▶ [Aim] Exactly as written, quote every line that follows, skipping the images.

▶ [Working data]
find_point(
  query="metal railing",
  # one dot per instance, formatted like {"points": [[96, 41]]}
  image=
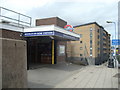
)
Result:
{"points": [[18, 21]]}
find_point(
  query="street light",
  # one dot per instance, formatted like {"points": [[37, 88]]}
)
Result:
{"points": [[115, 33]]}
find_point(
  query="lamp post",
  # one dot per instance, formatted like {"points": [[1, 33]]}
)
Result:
{"points": [[115, 34]]}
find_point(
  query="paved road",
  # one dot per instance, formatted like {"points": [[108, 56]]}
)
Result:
{"points": [[49, 76], [73, 76]]}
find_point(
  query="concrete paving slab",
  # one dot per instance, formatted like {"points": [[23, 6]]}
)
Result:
{"points": [[73, 76]]}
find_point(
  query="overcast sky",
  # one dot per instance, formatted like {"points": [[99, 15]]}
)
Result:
{"points": [[75, 12]]}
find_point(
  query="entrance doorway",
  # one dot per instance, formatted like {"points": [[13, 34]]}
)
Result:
{"points": [[39, 51]]}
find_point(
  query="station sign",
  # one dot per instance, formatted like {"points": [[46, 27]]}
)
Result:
{"points": [[68, 28], [49, 33], [116, 42]]}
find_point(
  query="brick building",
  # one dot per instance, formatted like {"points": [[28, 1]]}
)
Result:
{"points": [[93, 47]]}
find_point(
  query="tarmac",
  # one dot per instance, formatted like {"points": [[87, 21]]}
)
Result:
{"points": [[73, 76]]}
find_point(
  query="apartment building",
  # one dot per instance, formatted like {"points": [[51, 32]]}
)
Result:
{"points": [[93, 47]]}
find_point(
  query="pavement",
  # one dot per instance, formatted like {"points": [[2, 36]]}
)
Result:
{"points": [[73, 76]]}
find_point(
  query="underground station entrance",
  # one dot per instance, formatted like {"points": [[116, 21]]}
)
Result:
{"points": [[47, 45]]}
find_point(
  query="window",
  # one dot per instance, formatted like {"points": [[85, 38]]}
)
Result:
{"points": [[98, 49], [80, 54], [81, 35], [98, 43], [90, 28], [81, 48], [80, 41], [98, 30], [90, 41], [98, 36]]}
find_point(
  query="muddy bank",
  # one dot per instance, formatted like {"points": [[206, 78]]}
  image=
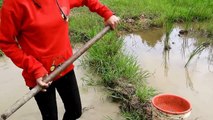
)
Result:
{"points": [[95, 104], [168, 74]]}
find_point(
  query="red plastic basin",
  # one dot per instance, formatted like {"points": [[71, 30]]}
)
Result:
{"points": [[171, 104]]}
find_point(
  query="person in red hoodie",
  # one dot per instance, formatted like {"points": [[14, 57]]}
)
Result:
{"points": [[34, 35]]}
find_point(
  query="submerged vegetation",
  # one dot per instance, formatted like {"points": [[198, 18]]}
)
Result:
{"points": [[119, 72]]}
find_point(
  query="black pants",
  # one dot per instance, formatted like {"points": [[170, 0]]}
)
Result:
{"points": [[68, 90]]}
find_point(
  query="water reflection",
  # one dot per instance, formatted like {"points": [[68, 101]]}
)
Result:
{"points": [[169, 74]]}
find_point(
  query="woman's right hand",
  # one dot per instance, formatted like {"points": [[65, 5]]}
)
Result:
{"points": [[43, 84]]}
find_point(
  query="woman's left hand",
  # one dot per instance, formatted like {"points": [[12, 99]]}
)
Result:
{"points": [[112, 21]]}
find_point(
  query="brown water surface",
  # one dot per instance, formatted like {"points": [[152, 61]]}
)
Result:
{"points": [[12, 87], [168, 74]]}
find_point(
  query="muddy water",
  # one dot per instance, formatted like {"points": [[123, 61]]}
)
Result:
{"points": [[94, 99], [168, 74]]}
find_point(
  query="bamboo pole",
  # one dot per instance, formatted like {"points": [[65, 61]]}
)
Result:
{"points": [[19, 103]]}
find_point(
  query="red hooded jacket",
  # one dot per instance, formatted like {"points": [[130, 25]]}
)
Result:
{"points": [[34, 35]]}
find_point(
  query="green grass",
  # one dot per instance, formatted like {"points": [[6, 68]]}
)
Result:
{"points": [[163, 11], [106, 57]]}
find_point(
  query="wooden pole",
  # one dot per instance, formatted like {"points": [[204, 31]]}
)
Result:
{"points": [[56, 72]]}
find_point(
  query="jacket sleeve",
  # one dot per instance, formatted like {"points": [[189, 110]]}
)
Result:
{"points": [[94, 6], [9, 29]]}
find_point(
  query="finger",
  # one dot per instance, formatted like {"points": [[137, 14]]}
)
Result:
{"points": [[43, 84], [44, 90]]}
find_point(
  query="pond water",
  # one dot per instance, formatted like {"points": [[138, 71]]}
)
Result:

▶ [Complete answer]
find_point(
  query="metal railing",
  # one dot per instance, formatted like {"points": [[96, 41]]}
  image=
)
Result:
{"points": [[18, 21]]}
find_point(
  query="street light",
  # one dot per instance, formatted like {"points": [[37, 88]]}
)
Result:
{"points": [[115, 33]]}
find_point(
  query="lamp post",
  # one dot per instance, formatted like {"points": [[1, 33]]}
)
Result:
{"points": [[115, 34]]}
find_point(
  query="paved road",
  # one dot per instance, formatted like {"points": [[108, 56]]}
)
Result:
{"points": [[49, 76], [73, 76]]}
find_point(
  query="concrete paving slab",
  # one dot per instance, formatted like {"points": [[23, 6]]}
)
Result:
{"points": [[73, 76]]}
find_point(
  query="overcast sky",
  # one dot per instance, formatted like {"points": [[99, 15]]}
)
Result:
{"points": [[75, 12]]}
find_point(
  query="entrance doorway",
  # one dot per instance, formatted like {"points": [[13, 34]]}
)
Result:
{"points": [[39, 51]]}
find_point(
  query="station sign",
  # one dot per instance, formatted like {"points": [[46, 27]]}
)
Result:
{"points": [[68, 28], [49, 33], [116, 42]]}
find_point(
  query="brick building",
  # one dot per instance, formatted like {"points": [[28, 1]]}
)
Result:
{"points": [[93, 47]]}
find_point(
  query="tarmac",
  # one dot per instance, formatted like {"points": [[87, 21]]}
)
Result:
{"points": [[73, 76]]}
find_point(
  query="apartment building",
  # one dot per instance, formatted like {"points": [[51, 32]]}
)
Result:
{"points": [[93, 47]]}
find_point(
  query="pavement",
  # one dot per instance, formatted like {"points": [[2, 36]]}
)
Result:
{"points": [[73, 76]]}
find_point(
  query="underground station entrance",
  # one dot per instance, formatted like {"points": [[116, 21]]}
)
Result:
{"points": [[47, 45]]}
find_point(
  query="window",
  # one dot per instance, formatted like {"points": [[85, 38]]}
)
Result:
{"points": [[98, 49], [80, 54], [81, 35], [98, 43], [90, 28], [81, 48], [80, 41], [98, 30], [90, 41], [98, 36]]}
find_point(
  query="muddy bank",
  # one dot per instance, formatted like {"points": [[206, 78]]}
  image=
)
Result:
{"points": [[95, 104], [168, 74]]}
find_point(
  query="red plastic basin",
  # one dot per instance, formatted like {"points": [[71, 30]]}
)
Result:
{"points": [[171, 104]]}
find_point(
  query="person in red hoodie",
  # one dot per instance, formatted like {"points": [[14, 57]]}
)
Result:
{"points": [[34, 35]]}
find_point(
  query="submerged vegetation",
  # one dot per instance, formatted like {"points": [[198, 18]]}
)
Result:
{"points": [[119, 72]]}
find_point(
  query="black pants",
  # one dot per instance, formatted like {"points": [[170, 0]]}
)
Result:
{"points": [[68, 90]]}
find_point(
  query="water reflection",
  # one dot per instance, formatted like {"points": [[68, 101]]}
)
Result:
{"points": [[169, 74]]}
find_point(
  query="woman's right hand",
  # one dot per instance, formatted like {"points": [[65, 5]]}
)
Result:
{"points": [[43, 84]]}
find_point(
  query="woman's left hand",
  # one dot per instance, formatted like {"points": [[12, 99]]}
)
Result:
{"points": [[112, 21]]}
find_point(
  query="brown water surface",
  # one dot per instance, formatted like {"points": [[152, 61]]}
)
Result:
{"points": [[12, 87], [168, 74]]}
find_point(
  query="muddy water",
  # one dot per instance, formatted like {"points": [[123, 61]]}
)
Result:
{"points": [[94, 99], [168, 74]]}
find_point(
  query="bamboo pole",
  # one dot per instance, formatted like {"points": [[65, 61]]}
)
Result:
{"points": [[19, 103]]}
find_point(
  query="red hooded jacket",
  # one dot per instance, formatted like {"points": [[130, 25]]}
)
Result:
{"points": [[34, 35]]}
find_point(
  query="green grass",
  # one dot per instance, formatted like {"points": [[6, 68]]}
)
Result:
{"points": [[163, 11], [106, 57]]}
find_point(
  query="wooden pole",
  # one dot per instance, formatted like {"points": [[204, 31]]}
)
Result:
{"points": [[56, 72]]}
find_point(
  query="jacket sleeve",
  # one dot per instance, formatted like {"points": [[189, 110]]}
)
Result:
{"points": [[94, 6], [9, 29]]}
find_point(
  query="finger",
  # one dot per instance, formatted like {"points": [[137, 14]]}
)
Result:
{"points": [[43, 84], [44, 90]]}
find_point(
  query="pond water",
  # one dot per instance, formatted like {"points": [[138, 71]]}
)
Result:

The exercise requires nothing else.